▸ **The request**: Pick out each line in the rows below that contains the word "mane", and copy those lines.

==== Raw records

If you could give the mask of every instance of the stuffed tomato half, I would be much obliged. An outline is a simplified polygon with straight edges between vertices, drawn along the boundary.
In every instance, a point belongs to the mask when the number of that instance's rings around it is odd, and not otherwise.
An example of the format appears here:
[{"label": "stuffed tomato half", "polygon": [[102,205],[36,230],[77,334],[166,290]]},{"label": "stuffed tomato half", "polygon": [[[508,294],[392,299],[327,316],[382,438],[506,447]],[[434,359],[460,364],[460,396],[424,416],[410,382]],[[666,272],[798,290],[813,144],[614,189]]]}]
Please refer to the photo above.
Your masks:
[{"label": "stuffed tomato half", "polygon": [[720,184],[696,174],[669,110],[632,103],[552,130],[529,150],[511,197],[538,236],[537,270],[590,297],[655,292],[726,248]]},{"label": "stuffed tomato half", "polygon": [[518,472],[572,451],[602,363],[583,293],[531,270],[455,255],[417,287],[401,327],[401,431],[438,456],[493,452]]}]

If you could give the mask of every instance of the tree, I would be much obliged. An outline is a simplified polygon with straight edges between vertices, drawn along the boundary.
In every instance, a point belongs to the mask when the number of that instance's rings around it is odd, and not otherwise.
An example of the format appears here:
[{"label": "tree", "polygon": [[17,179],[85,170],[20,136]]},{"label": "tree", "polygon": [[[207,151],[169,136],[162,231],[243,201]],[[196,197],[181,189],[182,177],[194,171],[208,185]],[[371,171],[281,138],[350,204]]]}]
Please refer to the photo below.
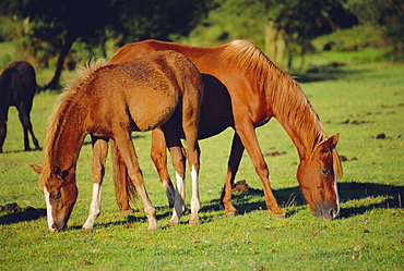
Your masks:
[{"label": "tree", "polygon": [[310,49],[311,40],[340,27],[350,27],[355,16],[340,0],[261,0],[266,13],[265,47],[274,59],[282,61],[287,51],[287,67],[296,54]]},{"label": "tree", "polygon": [[2,0],[0,13],[29,19],[32,36],[59,50],[56,72],[45,86],[56,88],[64,59],[79,39],[104,39],[107,29],[122,41],[187,35],[207,13],[210,0]]},{"label": "tree", "polygon": [[393,47],[393,57],[404,59],[404,1],[347,0],[346,7],[363,24],[381,28]]}]

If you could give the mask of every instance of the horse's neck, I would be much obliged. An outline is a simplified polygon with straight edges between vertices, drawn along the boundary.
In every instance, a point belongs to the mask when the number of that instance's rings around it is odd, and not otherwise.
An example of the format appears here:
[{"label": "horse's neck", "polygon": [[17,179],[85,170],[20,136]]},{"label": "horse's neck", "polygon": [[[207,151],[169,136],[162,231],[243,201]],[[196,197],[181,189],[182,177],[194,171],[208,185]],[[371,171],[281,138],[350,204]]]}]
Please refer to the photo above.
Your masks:
[{"label": "horse's neck", "polygon": [[54,160],[60,168],[74,167],[86,135],[83,118],[78,112],[63,118],[52,141]]},{"label": "horse's neck", "polygon": [[326,134],[304,93],[297,84],[293,88],[284,95],[287,100],[273,104],[273,111],[295,144],[300,160],[306,160]]}]

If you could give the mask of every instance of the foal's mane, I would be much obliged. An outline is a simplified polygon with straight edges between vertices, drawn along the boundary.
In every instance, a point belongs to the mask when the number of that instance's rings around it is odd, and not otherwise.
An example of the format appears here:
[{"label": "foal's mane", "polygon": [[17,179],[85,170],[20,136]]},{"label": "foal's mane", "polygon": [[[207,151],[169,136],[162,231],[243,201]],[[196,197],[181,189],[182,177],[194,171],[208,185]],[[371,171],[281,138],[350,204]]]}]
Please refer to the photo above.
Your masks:
[{"label": "foal's mane", "polygon": [[[307,131],[308,141],[314,147],[328,138],[319,115],[300,86],[281,69],[278,69],[254,44],[247,40],[234,40],[225,45],[222,60],[230,60],[246,74],[251,74],[258,87],[265,91],[268,102],[272,106],[275,119],[289,123],[297,131]],[[336,153],[335,150],[333,152]],[[337,155],[333,155],[337,158]],[[334,163],[340,159],[334,159]],[[336,168],[338,168],[336,165]]]},{"label": "foal's mane", "polygon": [[52,161],[52,143],[57,136],[57,131],[63,125],[61,116],[66,113],[75,94],[81,89],[83,83],[99,67],[105,66],[107,60],[98,59],[88,60],[85,66],[78,66],[76,75],[64,87],[63,93],[59,96],[55,103],[54,110],[48,118],[48,124],[44,140],[44,167],[39,177],[39,185],[44,187],[49,178]]}]

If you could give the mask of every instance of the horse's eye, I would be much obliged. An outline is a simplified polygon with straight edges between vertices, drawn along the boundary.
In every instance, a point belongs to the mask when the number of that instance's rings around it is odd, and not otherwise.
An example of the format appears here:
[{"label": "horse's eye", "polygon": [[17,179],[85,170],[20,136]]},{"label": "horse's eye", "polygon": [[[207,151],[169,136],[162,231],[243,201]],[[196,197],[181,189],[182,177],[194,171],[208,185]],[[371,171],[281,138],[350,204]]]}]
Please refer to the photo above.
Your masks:
[{"label": "horse's eye", "polygon": [[321,170],[321,173],[324,174],[325,176],[330,175],[331,174],[331,171],[328,170],[328,169],[322,169]]},{"label": "horse's eye", "polygon": [[60,198],[60,193],[54,194],[50,196],[52,199],[59,199]]}]

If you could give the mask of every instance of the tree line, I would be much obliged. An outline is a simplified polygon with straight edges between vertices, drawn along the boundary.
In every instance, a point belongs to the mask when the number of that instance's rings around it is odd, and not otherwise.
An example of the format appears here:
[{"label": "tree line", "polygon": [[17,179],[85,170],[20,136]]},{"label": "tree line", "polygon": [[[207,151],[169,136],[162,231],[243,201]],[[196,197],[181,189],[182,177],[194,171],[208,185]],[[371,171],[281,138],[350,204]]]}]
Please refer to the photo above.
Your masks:
[{"label": "tree line", "polygon": [[[74,42],[99,48],[114,39],[120,47],[147,38],[175,40],[189,35],[221,11],[228,25],[261,32],[268,56],[287,65],[304,56],[310,41],[358,23],[380,27],[394,51],[404,52],[403,0],[2,0],[0,15],[24,24],[34,54],[58,56],[55,75],[44,87],[57,88]],[[240,30],[240,29],[238,29]],[[5,39],[15,35],[3,35]],[[246,35],[248,36],[248,35]],[[3,39],[4,39],[3,37]],[[218,37],[225,38],[225,37]]]}]

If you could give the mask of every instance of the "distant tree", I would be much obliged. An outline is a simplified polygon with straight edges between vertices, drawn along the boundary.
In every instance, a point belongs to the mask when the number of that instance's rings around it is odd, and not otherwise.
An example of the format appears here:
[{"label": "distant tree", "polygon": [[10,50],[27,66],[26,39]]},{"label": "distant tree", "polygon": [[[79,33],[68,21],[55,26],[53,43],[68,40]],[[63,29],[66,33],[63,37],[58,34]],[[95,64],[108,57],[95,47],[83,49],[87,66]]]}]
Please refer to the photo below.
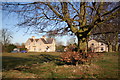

========

▸ **Solution to this task**:
If you could give the mask of every instance of the foal's mane, I would be much obliged. An outline is a simplified polygon with straight edges between vertices, drawn along the boundary.
[{"label": "foal's mane", "polygon": [[17,179],[85,170],[20,136]]},{"label": "foal's mane", "polygon": [[[207,151],[169,136],[162,231],[243,201]],[[196,197],[181,189],[182,177],[194,171],[208,185]],[[371,171],[281,138],[350,204]]]}]
[{"label": "foal's mane", "polygon": [[[307,131],[308,141],[314,147],[328,138],[319,115],[300,86],[281,69],[278,69],[254,44],[247,40],[234,40],[225,45],[222,60],[230,60],[246,74],[251,74],[258,87],[265,91],[268,102],[272,106],[275,119],[289,123],[297,131]],[[336,153],[335,150],[333,152]],[[337,155],[333,155],[337,158]],[[334,163],[340,159],[334,159]],[[336,168],[338,168],[336,165]]]},{"label": "foal's mane", "polygon": [[52,161],[52,143],[57,136],[57,131],[63,125],[61,116],[66,113],[75,94],[81,89],[83,83],[99,67],[105,66],[107,60],[98,59],[88,60],[85,66],[78,66],[76,75],[64,87],[63,93],[59,96],[55,103],[54,110],[48,118],[48,124],[44,140],[44,167],[39,177],[39,185],[44,187],[49,178]]}]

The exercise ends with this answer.